> **Work to be completed**
Could you rewrite all the items below with "with a single point" replaced by "with one point" everywhere it appears, keeping every other line unchanged?

> **Task input**
::::
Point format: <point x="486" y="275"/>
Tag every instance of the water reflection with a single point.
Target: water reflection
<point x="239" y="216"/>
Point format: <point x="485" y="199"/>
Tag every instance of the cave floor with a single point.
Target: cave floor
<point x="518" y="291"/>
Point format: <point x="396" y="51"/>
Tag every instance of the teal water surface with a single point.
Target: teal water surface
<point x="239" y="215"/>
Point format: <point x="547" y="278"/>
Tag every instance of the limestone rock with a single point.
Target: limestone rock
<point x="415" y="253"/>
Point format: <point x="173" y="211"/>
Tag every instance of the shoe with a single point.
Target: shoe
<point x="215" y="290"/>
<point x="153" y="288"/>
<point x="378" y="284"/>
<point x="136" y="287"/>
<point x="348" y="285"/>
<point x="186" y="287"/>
::::
> **Solved problem**
Point format: <point x="486" y="275"/>
Tag every instance of the water reflection with one point.
Target: water reflection
<point x="239" y="216"/>
Point format: <point x="485" y="199"/>
Tag every instance of the cave floor with one point.
Target: cave floor
<point x="518" y="291"/>
Point format: <point x="396" y="51"/>
Tag every instance of the teal water surface with one point.
Target: teal water surface
<point x="239" y="215"/>
Point format: <point x="547" y="278"/>
Tag every instance of the limestone rock with one point.
Target: limestone rock
<point x="415" y="253"/>
Point format: <point x="173" y="211"/>
Tag every instance of the shoe with one point.
Target: shoe
<point x="215" y="290"/>
<point x="153" y="288"/>
<point x="378" y="284"/>
<point x="136" y="287"/>
<point x="348" y="285"/>
<point x="186" y="287"/>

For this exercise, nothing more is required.